### [Consegna 1]
Rispondi alle seguenti domande sull'articolo dedicato a La Progenie e a The Strain.
(a) Quale immagine del vampirismo era imperante cinque anni fa?
(b) Quale prospettiva soppianta parzialmente il mito gotico e demoniaco nel libro?
(c) Di quale rete è la serie The Strain?
### [Consegna 2]
Prosegui l'articolo su La Progenie e The Strain a partire dal punto in cui si interrompe.

### [Articolo]
Il maggior merito de La Progenie – che di per sé era un libro abbastanza divertente senza essere un capolavoro (tanto è vero che non m’è venuta voglia di leggere i due seguiti) – era quello di offrire una visione del vampirismo che fosse più classica (e quindi più orrorifica) dell’immagine teen-romantica imperante cinque anni fa (alla Twilight insomma), ma contemporaneamente anche diversa dal tradizionale mito gotico e demoniaco, qui parzialmente soppiantato da una prospettiva pseudoscientifica più vicina a certi racconti virologici e post-apocalittici che di solito interessano gli zombie.
Senza fare ulteriori paragoni col libro, che sapete non essere cosa che ci interessa, vale la pena però dire che con The Strain (la serie di FX), Del Toro sembra voler portare in tv esattamente la stessa storia e le stesse atmosfere, anche perché già il libro era scritto in modo molto cinematografico, sembrava già pronto per essere tradotto in sceneggiatura.

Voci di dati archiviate
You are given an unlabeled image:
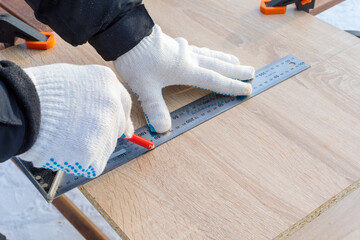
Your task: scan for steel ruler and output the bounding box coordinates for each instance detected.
[14,55,309,201]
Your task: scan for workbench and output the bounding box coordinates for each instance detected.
[0,0,360,239]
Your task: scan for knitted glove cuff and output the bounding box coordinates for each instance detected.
[0,61,41,155]
[20,68,70,167]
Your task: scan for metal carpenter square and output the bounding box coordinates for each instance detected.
[11,55,310,201]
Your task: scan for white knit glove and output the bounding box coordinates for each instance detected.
[19,64,134,177]
[114,25,255,133]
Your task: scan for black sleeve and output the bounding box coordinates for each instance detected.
[25,0,154,61]
[0,61,40,162]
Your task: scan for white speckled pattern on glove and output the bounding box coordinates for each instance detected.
[114,25,255,133]
[19,64,134,177]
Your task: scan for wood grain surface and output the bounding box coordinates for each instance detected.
[286,179,360,240]
[0,0,360,239]
[310,0,344,15]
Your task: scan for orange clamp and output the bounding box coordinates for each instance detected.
[260,0,286,15]
[25,32,55,50]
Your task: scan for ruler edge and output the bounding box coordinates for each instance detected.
[13,54,311,202]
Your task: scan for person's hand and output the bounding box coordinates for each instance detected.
[114,25,255,133]
[19,64,134,177]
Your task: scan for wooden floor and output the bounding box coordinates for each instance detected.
[288,179,360,240]
[0,0,360,239]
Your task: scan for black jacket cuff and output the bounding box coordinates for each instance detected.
[89,5,154,61]
[0,61,41,156]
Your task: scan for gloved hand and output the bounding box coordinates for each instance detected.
[19,64,134,177]
[114,25,255,133]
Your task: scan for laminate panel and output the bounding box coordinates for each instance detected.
[0,0,360,239]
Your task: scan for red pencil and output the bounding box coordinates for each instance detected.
[125,134,155,150]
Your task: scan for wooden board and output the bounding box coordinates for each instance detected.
[0,0,360,239]
[287,182,360,240]
[310,0,344,15]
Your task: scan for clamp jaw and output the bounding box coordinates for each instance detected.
[260,0,315,15]
[0,14,55,50]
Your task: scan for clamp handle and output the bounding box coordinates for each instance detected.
[260,0,315,15]
[0,14,55,50]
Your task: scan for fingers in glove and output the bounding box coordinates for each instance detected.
[118,103,127,138]
[189,46,240,64]
[124,118,134,138]
[194,55,255,80]
[120,84,134,138]
[185,67,252,96]
[141,90,171,133]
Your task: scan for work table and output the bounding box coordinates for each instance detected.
[0,0,360,239]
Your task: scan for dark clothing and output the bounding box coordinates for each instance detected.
[0,0,154,162]
[0,61,40,162]
[25,0,154,61]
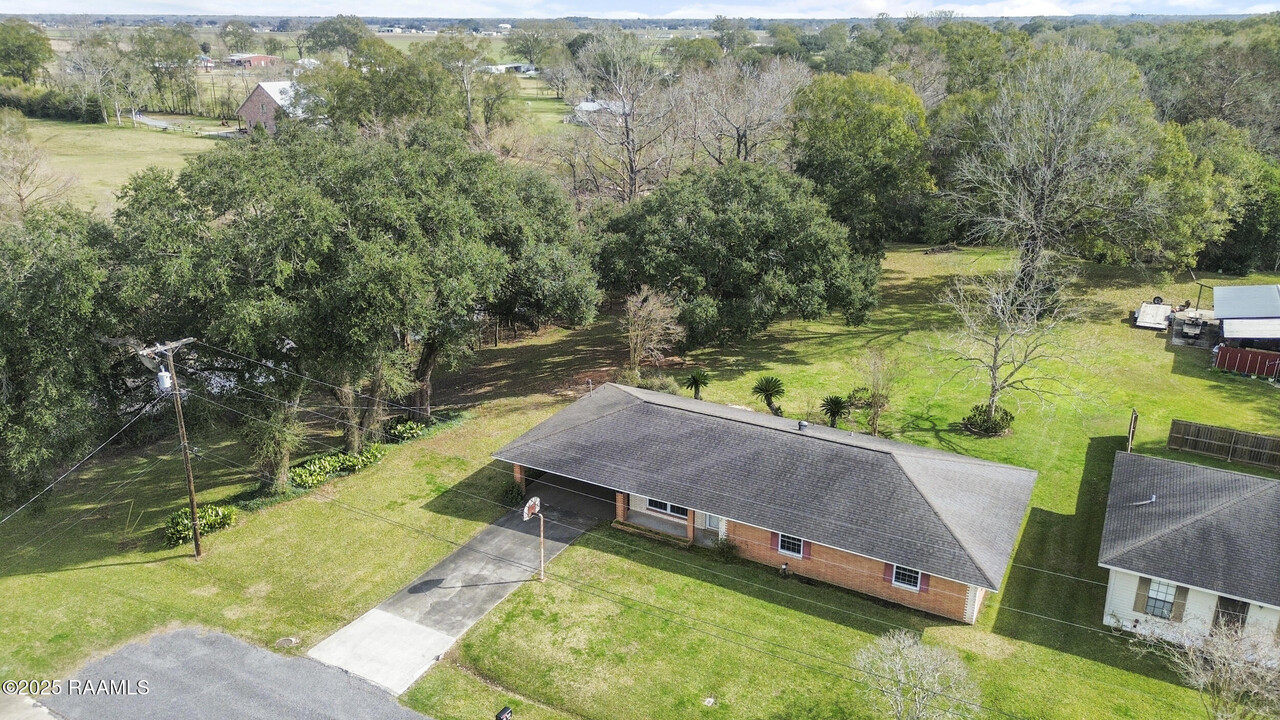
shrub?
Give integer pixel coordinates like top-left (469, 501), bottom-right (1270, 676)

### [Risposta 1]
(a) L'immagine teen-romantica, alla Twilight.
(b) Una prospettiva pseudoscientifica.
(c) Di FX.

### [Risposta 2]
Mica pirla, il Guillermo: prima fa un libro puntando sulla sua fama di regista, poi fa una serie puntando sulla fama intanto raggiunta dal libro. Quando si dice la strategia…
La trama di The Strain è presto detta: all’aeroporto J.F. Kennedy atterra un aereo in cui sembrano tutti morti, e subito viene chiamato a indagare un esperto epidemiologo con problemi familiari (interpretato dall’ex House of Cards Corey Stoll, insolitamente chiomato). Poi arrivano un sacco di mistero, una strana cassa piena di terra, un vecchio saggio e inquietante che vuole mettere tutti in guardia, un complotto dai contorni ancora sfumati, e tanto splatter.
Sì perché le prime fasi del pilot potrebbero ingannare, lasciando pensare a una serie che gioca molto sul vedo-non vedo, sul trascinare una suspense basata sulla studiata ignoranza dello spettatore e dei protagonisti. Ecco, non è proprio così, perché in questi settanta minuti di roba se ne vede parecchia, e lo spettatore coglie senza problemi un sacco di dettagli macabri. Certo, dovranno spiegarci bene cosa potrebbe succedere e cosa è successo in passato (e torneranno un po’ di echi lugubri dall’est europa), ma intanto i vampiri ci sono, sono delle bestiacce schifose, e c’è il rischio che il pianeta intero vada gambe all’aria. Su questo nessun dubbio e nessuna economia su effetti speciali, trucchi vari e vomitevoli vischiosità.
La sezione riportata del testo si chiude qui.